PASSAGE TO READ ::
------------------------------------

However, in this study the constructed time-series graph contains a limited number of nodes and edges (e.g., 48 nodes and 72 edges in Case 1), which keeps the computational cost manageable. Therefore, although the proposed EGAT model introduces additional computational overhead compared with conventional neural networks, the training time and computational requirements remain acceptable for practical short-term load forecasting applications.
4.3. Simulation results
In this section, the evaluation index results of various prediction methods for load forecasting under different samples are shown, the prediction effects of EGAT model, GRU, MLP and LSTM are comprehensively compared, and the advantages of the prediction method based on the edge-graph attention mechanism are analyzed.
After the model training is completed, the loss function converges, and the final saved training model is put into the test set for evaluation.
If R² is close to 1, it means the model fits well. Also, lower MSE, MAPE, and MAE values mean less error in the predictions.
4.3.1. Case 1 analysis.
For case 1, using the load characteristic data of the previous 48 moments to predict the load data of the next moment. Fig 4 and Table 1 show the evaluation index results. All curves have converged when the epoch is 300. When the EPOCH of GRU and MLP is very small, R² is less than 0, therefore part of the curve is intercepted.
The Case 1 simulation results in Table 1 results show that the convergence R² value of EGAT reaches 99.59%, which is higher than the GRU, LSTM and the MLP model, and is about 0.39% higher than GRU, LSTM and MLP. This is due to the use of the connection between nodes in the topology graph, which allows nodes to notice more effective nodes in addition to adjacent nodes, making it easier for the model to capture data fluctuations. EGAT is lower than the others in the MSE, MAE, and MAPE evaluation systems. EGAT’s MSE is about 50% of the others, and MAPE and MAE are about 20% lower than GRU and LSTM, and about 30% lower than MLP. Because the EGAT model learns the correlation between node feature changes and edge feature changes, the prediction error performance is better and the overall prediction result is the most accurate.
The prediction effect is shown by selecting the fitting curve of the first 200 moments in the test data set, as shown in Fig 5. The ordinate is the normalized load value, the abscissa is the moment. The red line shows the real value, and the blue line shows the expected value. The fitting curve of the EGAT model shows that the prediction trend is basically consistent with the true value trend, and there is rarely any misfit in the curve. The prediction results of the MLP, GRU and LSTM methods fluctuate somewhat compared with the true value, and fluctuate greatly around the 75th, 125th and 175th time points. The prediction effect is average. This is because the GRU, MLP and LSTM models do not analyze the time series feature information enough, resulting in unreasonable predictions.
4.3.2. Case 2 analysis.
Case 2: using the load characteristic data of the first 48 moments to predict the load data of the next 48 moments. Fig 6 and Table 2 show the prediction evaluation index results. When the epoch is 300, the curves have converged. When the epoch is less than 100, GRU, MLP and LSTM have very small R², while the EGAT model method converges faster, and the curve graph is partially intercepted.

------------------------------------

RECORD EXTRACTS ::
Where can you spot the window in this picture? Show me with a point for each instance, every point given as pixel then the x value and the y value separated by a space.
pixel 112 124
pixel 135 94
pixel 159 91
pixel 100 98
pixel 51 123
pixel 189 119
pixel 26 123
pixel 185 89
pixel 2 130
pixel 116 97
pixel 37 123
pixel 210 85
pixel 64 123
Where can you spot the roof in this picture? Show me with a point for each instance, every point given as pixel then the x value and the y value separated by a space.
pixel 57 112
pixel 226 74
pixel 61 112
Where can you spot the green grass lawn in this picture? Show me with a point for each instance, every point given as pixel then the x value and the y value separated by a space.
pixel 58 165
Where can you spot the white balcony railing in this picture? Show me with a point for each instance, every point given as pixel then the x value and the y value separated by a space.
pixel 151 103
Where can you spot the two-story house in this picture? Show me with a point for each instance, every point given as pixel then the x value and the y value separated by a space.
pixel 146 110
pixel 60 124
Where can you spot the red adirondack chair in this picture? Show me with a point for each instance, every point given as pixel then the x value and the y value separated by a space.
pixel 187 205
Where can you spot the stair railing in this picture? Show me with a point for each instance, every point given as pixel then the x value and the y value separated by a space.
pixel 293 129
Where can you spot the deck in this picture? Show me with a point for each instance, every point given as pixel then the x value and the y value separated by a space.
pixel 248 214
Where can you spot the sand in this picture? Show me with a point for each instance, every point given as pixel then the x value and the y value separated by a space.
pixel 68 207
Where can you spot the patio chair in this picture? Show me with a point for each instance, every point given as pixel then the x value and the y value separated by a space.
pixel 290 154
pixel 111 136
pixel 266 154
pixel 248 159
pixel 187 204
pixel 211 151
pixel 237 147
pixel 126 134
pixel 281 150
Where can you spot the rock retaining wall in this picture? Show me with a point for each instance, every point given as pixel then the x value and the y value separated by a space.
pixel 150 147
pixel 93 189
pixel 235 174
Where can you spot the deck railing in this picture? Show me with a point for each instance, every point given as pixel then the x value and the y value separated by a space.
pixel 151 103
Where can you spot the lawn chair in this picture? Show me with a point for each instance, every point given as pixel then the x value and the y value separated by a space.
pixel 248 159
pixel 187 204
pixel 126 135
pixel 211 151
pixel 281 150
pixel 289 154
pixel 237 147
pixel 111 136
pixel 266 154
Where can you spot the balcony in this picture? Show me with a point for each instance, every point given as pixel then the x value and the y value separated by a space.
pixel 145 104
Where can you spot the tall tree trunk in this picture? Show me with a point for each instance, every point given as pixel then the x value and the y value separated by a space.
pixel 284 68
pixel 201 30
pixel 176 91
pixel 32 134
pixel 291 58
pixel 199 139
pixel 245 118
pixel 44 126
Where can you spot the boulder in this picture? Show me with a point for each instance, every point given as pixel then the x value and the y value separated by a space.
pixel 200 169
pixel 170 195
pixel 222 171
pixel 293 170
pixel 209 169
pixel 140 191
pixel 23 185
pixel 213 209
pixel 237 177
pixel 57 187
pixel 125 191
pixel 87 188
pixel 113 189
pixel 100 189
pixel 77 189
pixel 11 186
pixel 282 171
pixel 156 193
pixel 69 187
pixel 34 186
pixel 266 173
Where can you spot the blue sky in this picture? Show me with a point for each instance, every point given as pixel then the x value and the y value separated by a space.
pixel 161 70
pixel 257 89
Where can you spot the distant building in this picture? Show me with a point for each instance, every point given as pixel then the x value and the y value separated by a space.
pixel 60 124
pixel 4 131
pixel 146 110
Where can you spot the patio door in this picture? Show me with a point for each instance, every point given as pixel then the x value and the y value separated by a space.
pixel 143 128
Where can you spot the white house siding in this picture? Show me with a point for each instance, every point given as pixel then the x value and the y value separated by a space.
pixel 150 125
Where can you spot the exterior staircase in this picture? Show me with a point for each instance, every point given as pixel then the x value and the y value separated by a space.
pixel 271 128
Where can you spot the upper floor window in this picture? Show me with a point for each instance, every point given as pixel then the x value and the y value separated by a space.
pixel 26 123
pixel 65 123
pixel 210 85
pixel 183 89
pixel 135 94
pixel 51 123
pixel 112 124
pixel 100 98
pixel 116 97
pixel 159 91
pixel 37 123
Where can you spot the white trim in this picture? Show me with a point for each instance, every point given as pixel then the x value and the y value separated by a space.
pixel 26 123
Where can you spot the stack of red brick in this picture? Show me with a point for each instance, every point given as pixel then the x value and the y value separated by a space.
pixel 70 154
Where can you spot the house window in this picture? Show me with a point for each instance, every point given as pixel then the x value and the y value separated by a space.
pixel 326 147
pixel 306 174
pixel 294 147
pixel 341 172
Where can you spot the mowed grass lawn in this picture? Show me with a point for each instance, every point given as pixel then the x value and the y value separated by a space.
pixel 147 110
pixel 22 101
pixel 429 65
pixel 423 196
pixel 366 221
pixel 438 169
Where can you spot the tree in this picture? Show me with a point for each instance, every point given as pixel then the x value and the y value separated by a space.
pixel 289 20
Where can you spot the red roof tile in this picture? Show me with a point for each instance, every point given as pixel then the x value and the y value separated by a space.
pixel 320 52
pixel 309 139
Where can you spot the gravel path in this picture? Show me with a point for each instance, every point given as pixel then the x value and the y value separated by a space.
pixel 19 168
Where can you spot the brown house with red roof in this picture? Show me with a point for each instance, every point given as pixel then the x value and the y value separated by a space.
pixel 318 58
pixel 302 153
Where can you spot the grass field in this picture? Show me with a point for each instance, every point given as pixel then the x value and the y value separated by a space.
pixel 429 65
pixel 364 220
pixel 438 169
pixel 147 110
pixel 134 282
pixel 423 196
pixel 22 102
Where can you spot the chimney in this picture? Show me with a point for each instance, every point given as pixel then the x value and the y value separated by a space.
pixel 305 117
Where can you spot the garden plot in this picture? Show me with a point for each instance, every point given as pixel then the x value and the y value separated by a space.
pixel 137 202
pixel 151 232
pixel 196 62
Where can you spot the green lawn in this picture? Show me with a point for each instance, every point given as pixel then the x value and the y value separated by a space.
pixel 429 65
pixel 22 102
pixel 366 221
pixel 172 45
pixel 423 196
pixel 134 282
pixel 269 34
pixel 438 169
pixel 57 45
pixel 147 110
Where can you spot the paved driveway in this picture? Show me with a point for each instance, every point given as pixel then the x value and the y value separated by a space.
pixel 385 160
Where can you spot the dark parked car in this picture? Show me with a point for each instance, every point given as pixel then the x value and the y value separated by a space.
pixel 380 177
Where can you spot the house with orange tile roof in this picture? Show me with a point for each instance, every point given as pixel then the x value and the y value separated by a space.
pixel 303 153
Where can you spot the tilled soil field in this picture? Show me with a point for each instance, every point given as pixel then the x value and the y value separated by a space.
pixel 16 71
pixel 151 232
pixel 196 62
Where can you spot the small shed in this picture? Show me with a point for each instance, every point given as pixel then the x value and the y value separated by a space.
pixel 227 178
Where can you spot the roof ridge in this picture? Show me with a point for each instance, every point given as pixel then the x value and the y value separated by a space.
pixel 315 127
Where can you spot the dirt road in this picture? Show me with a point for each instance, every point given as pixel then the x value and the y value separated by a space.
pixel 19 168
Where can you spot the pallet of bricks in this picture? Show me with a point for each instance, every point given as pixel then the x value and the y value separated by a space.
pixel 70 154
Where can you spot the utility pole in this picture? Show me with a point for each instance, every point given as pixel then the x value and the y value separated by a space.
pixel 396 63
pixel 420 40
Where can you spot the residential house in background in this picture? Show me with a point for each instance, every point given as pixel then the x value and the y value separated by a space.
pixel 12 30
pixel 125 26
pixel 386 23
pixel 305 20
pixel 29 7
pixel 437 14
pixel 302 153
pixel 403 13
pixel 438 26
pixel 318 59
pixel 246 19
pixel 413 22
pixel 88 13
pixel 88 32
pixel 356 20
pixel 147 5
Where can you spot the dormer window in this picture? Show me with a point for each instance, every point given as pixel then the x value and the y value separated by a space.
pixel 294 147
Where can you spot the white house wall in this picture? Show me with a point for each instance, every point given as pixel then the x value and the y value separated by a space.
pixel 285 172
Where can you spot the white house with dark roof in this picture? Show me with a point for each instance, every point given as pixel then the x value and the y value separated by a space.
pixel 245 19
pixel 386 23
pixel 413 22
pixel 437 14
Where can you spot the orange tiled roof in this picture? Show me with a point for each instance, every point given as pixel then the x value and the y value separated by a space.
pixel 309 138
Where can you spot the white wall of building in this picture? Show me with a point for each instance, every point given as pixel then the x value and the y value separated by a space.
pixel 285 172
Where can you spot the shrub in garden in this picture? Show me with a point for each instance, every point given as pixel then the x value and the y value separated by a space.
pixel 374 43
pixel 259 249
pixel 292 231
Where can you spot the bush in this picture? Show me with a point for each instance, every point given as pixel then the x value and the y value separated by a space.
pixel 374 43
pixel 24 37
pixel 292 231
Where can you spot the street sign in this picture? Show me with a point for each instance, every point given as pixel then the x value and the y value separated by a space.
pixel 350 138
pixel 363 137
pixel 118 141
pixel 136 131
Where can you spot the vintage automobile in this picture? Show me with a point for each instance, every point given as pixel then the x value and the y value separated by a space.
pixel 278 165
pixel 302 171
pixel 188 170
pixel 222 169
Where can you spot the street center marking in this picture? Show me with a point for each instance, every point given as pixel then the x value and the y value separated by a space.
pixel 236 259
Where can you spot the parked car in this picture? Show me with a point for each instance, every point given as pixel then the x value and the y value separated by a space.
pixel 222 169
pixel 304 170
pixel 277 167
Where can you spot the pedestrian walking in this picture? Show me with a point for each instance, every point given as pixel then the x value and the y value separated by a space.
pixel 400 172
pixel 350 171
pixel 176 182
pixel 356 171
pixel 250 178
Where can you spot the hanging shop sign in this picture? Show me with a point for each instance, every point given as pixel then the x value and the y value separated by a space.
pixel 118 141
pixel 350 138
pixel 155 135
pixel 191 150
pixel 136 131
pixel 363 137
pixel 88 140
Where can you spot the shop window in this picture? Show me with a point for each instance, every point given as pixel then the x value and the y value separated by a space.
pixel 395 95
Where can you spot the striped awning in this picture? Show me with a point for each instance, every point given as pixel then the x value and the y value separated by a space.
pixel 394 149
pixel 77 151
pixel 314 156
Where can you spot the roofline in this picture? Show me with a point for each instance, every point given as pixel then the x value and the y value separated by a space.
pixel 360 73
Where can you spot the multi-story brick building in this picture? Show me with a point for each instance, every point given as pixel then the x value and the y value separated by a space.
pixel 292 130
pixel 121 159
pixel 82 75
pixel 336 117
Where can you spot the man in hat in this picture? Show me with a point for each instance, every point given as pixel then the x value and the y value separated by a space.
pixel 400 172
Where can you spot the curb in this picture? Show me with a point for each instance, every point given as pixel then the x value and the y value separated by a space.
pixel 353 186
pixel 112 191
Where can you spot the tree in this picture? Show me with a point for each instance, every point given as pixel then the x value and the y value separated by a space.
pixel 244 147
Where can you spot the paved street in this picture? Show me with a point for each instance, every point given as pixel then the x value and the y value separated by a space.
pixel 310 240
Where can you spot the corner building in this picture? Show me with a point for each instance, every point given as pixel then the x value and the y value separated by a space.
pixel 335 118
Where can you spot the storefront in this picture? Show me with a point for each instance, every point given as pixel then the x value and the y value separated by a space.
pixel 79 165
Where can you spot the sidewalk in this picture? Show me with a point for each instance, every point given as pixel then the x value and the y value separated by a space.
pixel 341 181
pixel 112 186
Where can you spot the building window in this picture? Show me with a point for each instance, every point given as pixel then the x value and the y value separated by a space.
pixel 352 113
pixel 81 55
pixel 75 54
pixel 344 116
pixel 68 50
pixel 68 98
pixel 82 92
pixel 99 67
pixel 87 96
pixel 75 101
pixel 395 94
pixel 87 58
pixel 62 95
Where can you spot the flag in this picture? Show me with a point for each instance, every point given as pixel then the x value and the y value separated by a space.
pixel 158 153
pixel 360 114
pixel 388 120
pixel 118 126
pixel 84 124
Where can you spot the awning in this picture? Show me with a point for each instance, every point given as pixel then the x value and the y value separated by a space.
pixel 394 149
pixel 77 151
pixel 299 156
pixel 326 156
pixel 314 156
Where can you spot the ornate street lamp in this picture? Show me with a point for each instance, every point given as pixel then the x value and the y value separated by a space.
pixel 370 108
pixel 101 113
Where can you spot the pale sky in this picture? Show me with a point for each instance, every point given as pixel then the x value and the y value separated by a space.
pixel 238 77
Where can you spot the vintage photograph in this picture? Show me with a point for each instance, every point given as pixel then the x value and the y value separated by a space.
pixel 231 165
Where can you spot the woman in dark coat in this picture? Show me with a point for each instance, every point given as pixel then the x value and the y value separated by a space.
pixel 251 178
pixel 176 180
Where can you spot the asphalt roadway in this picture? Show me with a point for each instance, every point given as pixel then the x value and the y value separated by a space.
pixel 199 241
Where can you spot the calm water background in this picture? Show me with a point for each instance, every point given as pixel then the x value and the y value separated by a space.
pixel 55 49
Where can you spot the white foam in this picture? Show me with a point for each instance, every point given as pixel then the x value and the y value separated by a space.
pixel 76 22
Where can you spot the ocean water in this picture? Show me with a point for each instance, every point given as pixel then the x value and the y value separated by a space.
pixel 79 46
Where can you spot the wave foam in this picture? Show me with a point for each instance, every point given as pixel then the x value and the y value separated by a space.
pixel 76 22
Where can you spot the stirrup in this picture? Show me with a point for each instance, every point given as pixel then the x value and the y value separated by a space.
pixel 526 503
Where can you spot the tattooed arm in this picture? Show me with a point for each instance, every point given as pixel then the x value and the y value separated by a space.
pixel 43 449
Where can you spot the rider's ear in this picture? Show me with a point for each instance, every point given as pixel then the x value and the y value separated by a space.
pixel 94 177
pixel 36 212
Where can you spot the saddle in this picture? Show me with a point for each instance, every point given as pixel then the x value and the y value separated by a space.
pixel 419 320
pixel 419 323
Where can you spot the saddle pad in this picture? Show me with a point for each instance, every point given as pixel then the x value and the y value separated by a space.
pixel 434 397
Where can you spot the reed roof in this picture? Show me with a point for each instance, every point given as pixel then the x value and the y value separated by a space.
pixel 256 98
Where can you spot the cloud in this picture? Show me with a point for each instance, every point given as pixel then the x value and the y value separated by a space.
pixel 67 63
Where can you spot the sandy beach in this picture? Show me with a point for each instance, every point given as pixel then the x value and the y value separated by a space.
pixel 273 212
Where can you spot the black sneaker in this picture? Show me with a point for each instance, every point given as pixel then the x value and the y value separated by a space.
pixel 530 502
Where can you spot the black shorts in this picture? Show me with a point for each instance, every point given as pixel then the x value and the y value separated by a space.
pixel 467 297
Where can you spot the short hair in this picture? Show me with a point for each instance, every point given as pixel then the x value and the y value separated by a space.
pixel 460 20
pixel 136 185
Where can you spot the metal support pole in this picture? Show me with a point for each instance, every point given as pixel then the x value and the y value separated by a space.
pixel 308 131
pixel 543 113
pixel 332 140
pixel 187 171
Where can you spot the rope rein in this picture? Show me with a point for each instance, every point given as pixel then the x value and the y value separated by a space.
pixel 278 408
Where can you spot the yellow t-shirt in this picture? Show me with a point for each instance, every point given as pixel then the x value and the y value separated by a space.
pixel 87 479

------------------------------------

SET EXERCISE :: Reproduce the stretch of the load forecasting passage from "4.3. Simulation results" through "set for evaluation.". The records were drawn from a different source than the text.

THE RESULT ::
4.3. Simulation results
In this section, the evaluation index results of various prediction methods for load forecasting under different samples are shown, the prediction effects of EGAT model, GRU, MLP and LSTM are comprehensively compared, and the advantages of the prediction method based on the edge-graph attention mechanism are analyzed.
After the model training is completed, the loss function converges, and the final saved training model is put into the test set for evaluation.